(Referring expression data)
┏━━

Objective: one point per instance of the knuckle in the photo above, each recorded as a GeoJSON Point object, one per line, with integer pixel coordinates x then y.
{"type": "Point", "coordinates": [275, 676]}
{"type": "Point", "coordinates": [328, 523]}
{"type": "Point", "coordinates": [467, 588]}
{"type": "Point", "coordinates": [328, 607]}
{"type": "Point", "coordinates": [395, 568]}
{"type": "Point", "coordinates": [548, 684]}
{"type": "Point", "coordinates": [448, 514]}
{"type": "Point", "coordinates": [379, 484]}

┗━━
┏━━

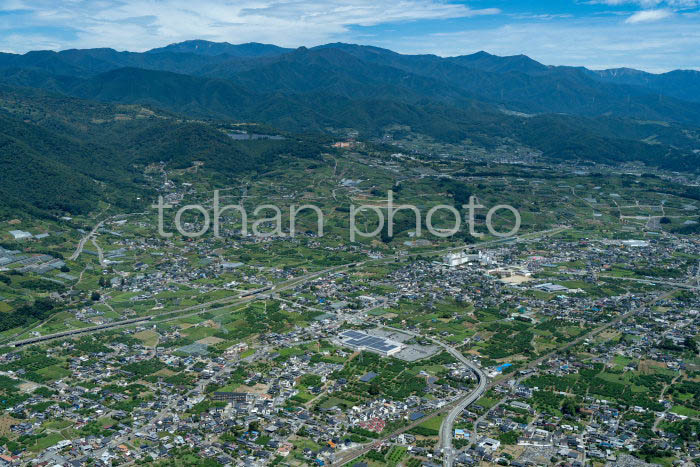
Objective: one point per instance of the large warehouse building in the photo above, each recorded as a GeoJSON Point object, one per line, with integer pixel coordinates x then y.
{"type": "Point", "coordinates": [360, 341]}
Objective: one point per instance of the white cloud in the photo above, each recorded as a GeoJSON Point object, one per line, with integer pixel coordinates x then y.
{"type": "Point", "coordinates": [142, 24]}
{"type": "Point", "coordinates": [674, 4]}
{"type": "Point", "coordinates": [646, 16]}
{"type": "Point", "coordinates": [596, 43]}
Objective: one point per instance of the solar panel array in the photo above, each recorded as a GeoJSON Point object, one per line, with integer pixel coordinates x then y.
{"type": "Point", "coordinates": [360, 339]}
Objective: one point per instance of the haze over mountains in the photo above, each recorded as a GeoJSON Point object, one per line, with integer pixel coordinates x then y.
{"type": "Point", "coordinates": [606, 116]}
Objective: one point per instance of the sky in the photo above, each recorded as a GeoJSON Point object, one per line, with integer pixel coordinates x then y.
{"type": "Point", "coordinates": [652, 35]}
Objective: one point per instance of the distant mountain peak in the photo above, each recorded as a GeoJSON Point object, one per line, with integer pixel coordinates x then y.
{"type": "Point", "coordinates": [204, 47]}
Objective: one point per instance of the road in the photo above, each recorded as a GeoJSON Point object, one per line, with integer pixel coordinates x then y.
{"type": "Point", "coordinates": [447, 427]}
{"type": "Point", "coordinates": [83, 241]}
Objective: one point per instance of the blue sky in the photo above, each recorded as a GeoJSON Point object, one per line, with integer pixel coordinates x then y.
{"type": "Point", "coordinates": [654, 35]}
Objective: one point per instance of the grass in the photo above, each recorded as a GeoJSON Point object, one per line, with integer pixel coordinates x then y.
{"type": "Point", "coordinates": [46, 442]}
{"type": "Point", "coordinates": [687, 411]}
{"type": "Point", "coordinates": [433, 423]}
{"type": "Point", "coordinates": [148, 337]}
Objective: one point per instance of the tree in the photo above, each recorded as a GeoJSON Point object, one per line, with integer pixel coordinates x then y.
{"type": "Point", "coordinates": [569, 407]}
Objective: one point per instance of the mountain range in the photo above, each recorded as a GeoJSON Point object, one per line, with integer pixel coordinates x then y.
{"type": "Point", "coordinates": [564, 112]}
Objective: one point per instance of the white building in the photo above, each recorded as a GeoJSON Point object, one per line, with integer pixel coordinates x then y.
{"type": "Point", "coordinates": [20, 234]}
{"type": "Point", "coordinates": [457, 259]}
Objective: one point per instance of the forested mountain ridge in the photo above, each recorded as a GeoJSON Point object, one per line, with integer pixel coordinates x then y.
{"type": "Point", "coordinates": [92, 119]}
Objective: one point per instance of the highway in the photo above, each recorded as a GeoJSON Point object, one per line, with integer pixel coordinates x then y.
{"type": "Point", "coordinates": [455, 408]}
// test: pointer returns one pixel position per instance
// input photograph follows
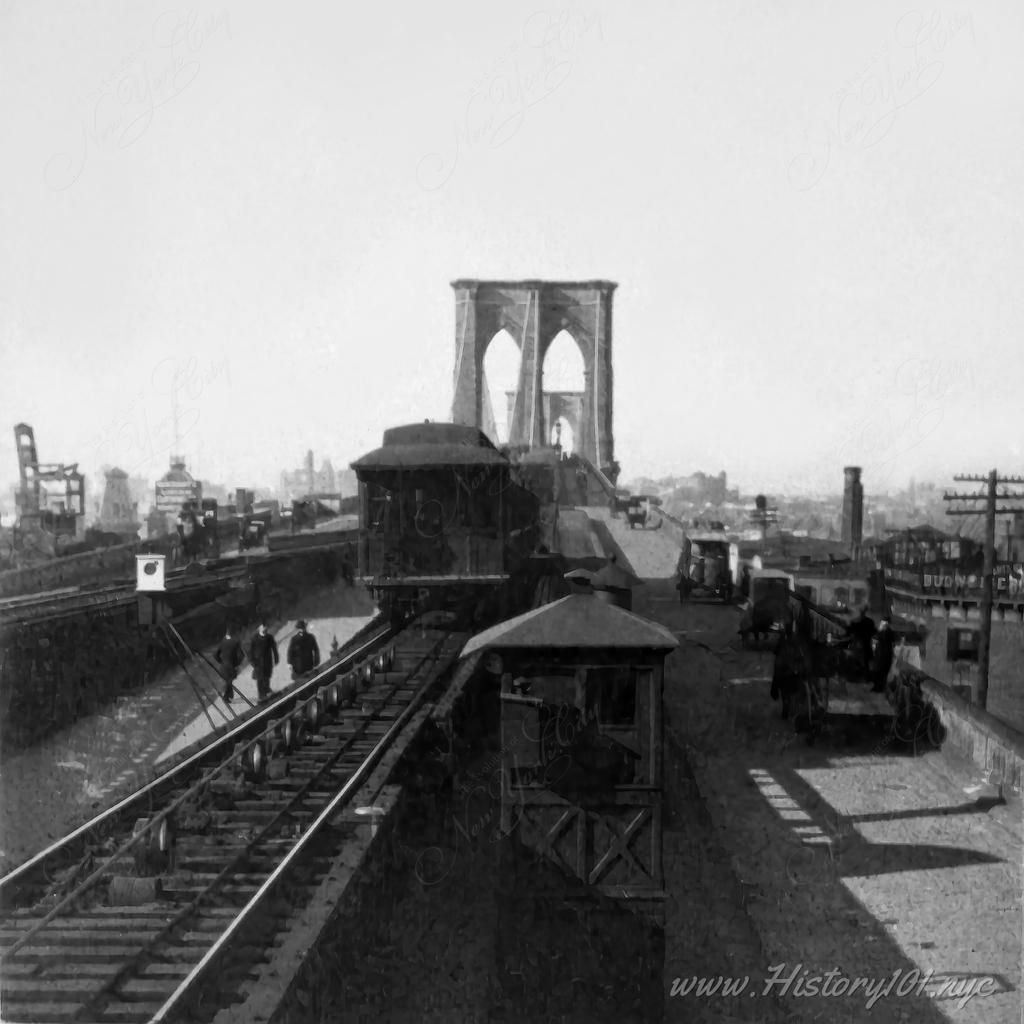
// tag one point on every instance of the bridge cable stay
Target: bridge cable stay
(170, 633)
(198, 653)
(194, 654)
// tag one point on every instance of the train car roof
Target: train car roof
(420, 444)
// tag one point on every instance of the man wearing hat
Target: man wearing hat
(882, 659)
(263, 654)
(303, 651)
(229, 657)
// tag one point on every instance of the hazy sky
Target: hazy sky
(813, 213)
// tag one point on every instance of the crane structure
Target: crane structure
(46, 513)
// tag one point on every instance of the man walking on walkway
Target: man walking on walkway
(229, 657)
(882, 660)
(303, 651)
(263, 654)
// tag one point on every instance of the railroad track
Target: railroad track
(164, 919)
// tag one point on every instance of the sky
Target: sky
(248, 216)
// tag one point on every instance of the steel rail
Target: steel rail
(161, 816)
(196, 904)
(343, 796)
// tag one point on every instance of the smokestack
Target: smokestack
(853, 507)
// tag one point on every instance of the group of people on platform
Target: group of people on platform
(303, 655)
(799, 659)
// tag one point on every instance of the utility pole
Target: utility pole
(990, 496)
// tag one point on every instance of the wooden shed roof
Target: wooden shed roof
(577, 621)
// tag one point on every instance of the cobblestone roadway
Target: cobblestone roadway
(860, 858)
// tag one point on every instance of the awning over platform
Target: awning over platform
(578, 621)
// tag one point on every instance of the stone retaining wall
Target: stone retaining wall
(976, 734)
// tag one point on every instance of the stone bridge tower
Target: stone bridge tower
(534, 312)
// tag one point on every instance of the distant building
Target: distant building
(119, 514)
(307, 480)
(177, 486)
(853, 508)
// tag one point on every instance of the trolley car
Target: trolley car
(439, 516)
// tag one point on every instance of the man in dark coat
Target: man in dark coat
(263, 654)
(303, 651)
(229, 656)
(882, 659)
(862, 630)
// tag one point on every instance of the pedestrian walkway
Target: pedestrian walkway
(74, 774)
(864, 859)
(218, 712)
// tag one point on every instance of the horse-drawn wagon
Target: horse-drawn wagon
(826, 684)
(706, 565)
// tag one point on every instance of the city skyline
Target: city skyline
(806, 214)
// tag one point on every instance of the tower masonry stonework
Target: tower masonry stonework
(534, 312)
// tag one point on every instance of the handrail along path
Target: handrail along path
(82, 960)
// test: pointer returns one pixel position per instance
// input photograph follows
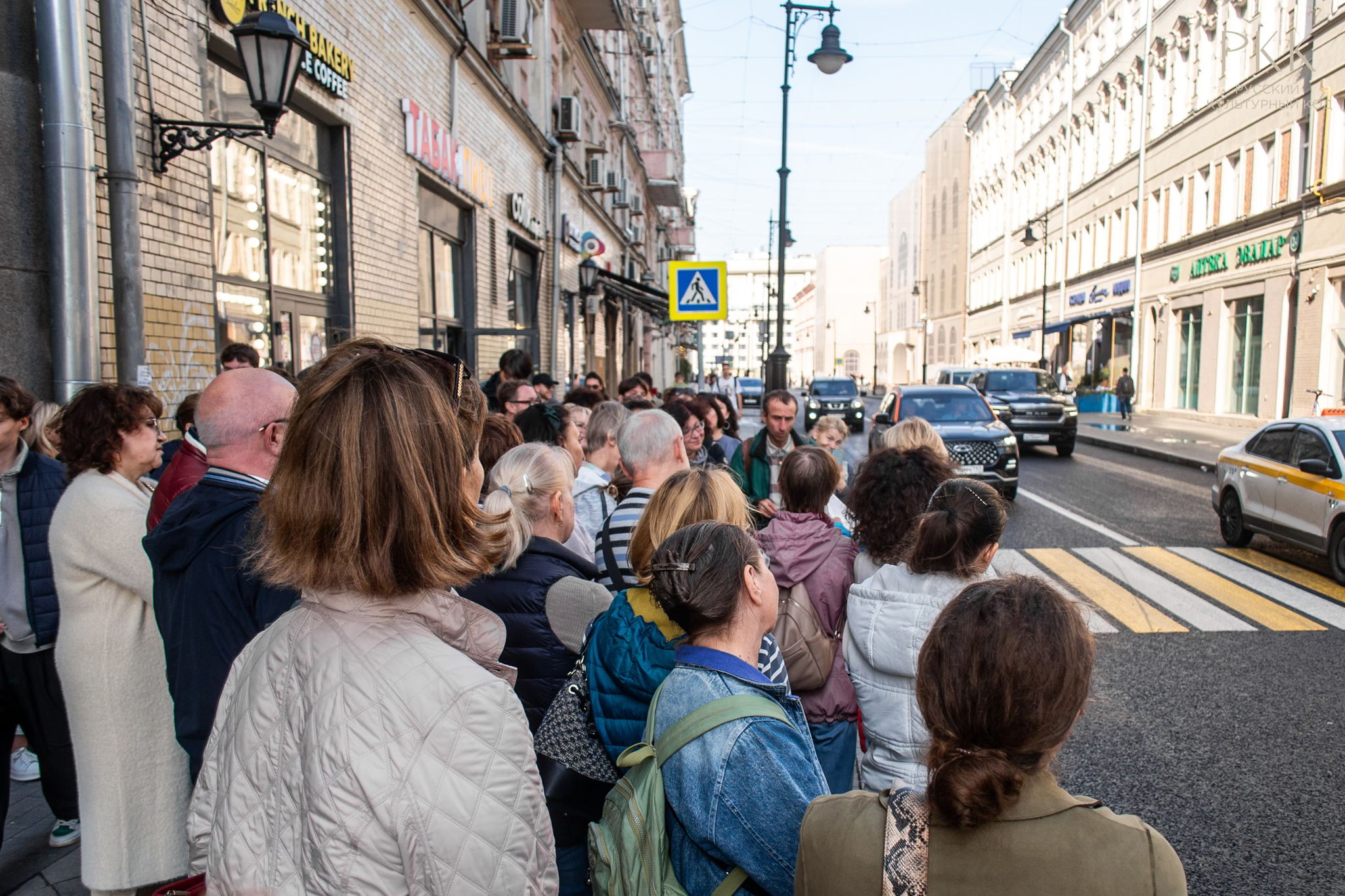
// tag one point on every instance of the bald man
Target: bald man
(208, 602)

┗━━
┏━━

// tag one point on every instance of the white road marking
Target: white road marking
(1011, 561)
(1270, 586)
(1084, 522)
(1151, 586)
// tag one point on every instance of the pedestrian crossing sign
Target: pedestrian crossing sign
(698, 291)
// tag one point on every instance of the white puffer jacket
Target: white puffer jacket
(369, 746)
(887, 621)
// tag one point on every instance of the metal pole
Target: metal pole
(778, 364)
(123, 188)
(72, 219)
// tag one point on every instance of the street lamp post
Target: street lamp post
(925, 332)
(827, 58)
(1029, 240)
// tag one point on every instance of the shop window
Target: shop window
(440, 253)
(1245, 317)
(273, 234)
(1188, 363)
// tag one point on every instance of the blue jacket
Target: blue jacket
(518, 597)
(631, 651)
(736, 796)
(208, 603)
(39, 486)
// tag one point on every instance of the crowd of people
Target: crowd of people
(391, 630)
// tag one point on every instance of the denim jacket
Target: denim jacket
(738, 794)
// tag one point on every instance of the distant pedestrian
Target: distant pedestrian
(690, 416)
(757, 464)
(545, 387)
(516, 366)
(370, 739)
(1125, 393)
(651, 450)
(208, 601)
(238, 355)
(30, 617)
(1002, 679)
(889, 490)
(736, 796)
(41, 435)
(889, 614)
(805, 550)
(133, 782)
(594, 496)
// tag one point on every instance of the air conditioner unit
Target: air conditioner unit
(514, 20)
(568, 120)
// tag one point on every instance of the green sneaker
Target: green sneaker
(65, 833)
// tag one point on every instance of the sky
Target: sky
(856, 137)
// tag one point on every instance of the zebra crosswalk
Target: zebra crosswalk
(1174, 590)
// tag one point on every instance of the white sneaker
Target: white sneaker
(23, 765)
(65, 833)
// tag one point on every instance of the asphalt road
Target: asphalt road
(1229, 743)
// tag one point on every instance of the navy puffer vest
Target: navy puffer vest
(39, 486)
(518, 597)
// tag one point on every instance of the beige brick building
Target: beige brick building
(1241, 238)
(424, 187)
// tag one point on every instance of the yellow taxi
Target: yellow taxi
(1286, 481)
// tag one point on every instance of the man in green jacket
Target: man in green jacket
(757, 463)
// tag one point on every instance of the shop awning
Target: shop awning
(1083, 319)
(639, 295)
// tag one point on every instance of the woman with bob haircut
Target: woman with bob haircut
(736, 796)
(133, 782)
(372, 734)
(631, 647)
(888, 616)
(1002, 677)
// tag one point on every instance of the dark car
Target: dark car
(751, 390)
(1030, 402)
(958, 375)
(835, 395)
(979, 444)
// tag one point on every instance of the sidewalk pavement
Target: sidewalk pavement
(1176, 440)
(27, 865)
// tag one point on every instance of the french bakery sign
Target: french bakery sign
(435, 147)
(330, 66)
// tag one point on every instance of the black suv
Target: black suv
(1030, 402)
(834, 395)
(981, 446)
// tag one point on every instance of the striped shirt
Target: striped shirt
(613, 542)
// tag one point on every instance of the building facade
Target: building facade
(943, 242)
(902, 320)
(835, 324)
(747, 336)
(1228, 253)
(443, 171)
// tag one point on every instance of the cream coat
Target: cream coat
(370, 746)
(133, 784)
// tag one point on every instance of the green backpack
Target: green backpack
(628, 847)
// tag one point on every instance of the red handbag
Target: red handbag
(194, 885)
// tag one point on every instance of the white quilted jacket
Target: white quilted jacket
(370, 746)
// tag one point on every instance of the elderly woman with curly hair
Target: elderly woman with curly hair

┗━━

:: Task goal ::
Looking at the entries above, work out how many lines contain the word "curly", then reply with only that figure.

:: Response area ::
2